Dylath-Leen – Cabale

Il existe des groupes qui n'ont pas grand chose de banal et qui se démarquent de la masse d'une façon ou d'une autre. Par un talent exceptionnel, une musique très singulière ou un côté avant-gardiste prononcé. Et qu'ils soient connus ou confinés dans un certain anonymat, ils existent, quelque soit leur nationalité. Dylath-Leen, formation française de death metal, est de ceux-là. Leur musique ne fait pas l'unanimité du fait de ce qui est cité ci-dessus. Avec un line-up stable et toujours emmené par la dame aux cheveux noirs Kathy, ils nous reviennent en 2011 avec une troisième œuvre, intitulée Cabale.

La recette de Dylath-Leen est, en surface, inchangée. C'est à dire que nous pourrons mettre les points sur les i dès le départ : si vous n'aimez pas les précédents efforts, alors ce ne sera pas vraiment la peine de vous attarder sur ce nouveau brûlot qui vous repoussera immédiatement. En même temps, il y a de quoi, et c'est ce que l'on aime ou pas chez Dylath-Leen, ce côté « j'adore ou je déteste ». Donc prévenons d'emblée pour ceux qui ne connaissent pas la musique de ces français, si vous vous attendez à du death classique, vous allez être déçus. Si vous tendez l'oreille vers du metalcore, c'est toujours pas ça. Le groupe ne joue pas dans la simplicité mais tire au contraire une corde plus complexe, où les racines vont se tourner vers le metal atmosphérique et, dans une moindre mesure, le progressif, pour construire des pistes à la fois originales et inventives. Et, à double-tranchant, difficile d'accès. Et dans ce nouveau brûlot, c'est encore plus ardu pour un non-initié de s'imprégner de l'ambiance que dans ceux d'antan, un peu plus « accessibles », bien que ce terme, dans le vocabulaire de la formation, soit tout à fait relatif.

§ **LISTE DES DONNÉES**:
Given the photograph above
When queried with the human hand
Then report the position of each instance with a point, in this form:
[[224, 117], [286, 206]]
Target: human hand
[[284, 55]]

§ **CONSIGNE 1**:
Recopiez fidèlement, dans la critique de l'album Cabale, le passage qui commence par les mots "Il existe des" et se termine par "œuvre, intitulée Cabale.".
§ **CONSIGNE 2**:
Rédigez la suite de la critique de l'album Cabale de Dylath-Leen, à partir de l'endroit où elle s'interrompt.
Les items n'interviennent d'aucune manière dans ce travail.

§ **RÉPONSE 1**:
Il existe des groupes qui n'ont pas grand chose de banal et qui se démarquent de la masse d'une façon ou d'une autre. Par un talent exceptionnel, une musique très singulière ou un côté avant-gardiste prononcé. Et qu'ils soient connus ou confinés dans un certain anonymat, ils existent, quelque soit leur nationalité. Dylath-Leen, formation française de death metal, est de ceux-là. Leur musique ne fait pas l'unanimité du fait de ce qui est cité ci-dessus. Avec un line-up stable et toujours emmené par la dame aux cheveux noirs Kathy, ils nous reviennent en 2011 avec une troisième œuvre, intitulée Cabale.

§ **RÉPONSE 2**:
Pour parler des compositions elles-mêmes, elles ne respectent pas réellement le traditionnel schéma bien connu de tous du couplet/refrain. Dylath-Leen a décidé de se creuser la tête et d'injecter un peu plus de leur tripes là-dedans. Du coup, c'est totalement déconstruit, des breaks peuvent (sembler) sortir de n'importe où, les lignes de chant se brisent, se démêlent et se refont, bref un fouillis qui en réalité n'en est pas un du tout, et c'est là que le groupe illustre sa dextérité. Les parties instrumentales sont toujours adroitement maîtrisées et ne manquent pas de mordant malgré tout, notamment l'absence de refrains fédérateurs, qui, en somme, ne manquent pas un seul instant. Car ce que nous propose le quatuor est tout autre, et ceux-ci ne comptent pas sur des titres catchy et des passages éclairs pour emporter l'adhésion. En fait, c'est beaucoup plus subtil que ça, car tout passe par l'ambiance, d'où le côté atmosphérique très marqué et d'une vraie importance. C'est d'ailleurs ce point qui divisera, car pour apprécier pleinement leur offrande, il faut savoir s'en imprégner, et c'est là qu'on ressent l'impact de l'influence Lovecraftienne sur la musique de Dylath-Leen dans son côté noir et lugubre. Les titres sont constamment marqués par cette touche, bien plus encore que sur les albums qui précèdent, ce qui rend Cabale d'autant plus attrayant pour les uns qu'il peut être difficile à appréhender pour les autres.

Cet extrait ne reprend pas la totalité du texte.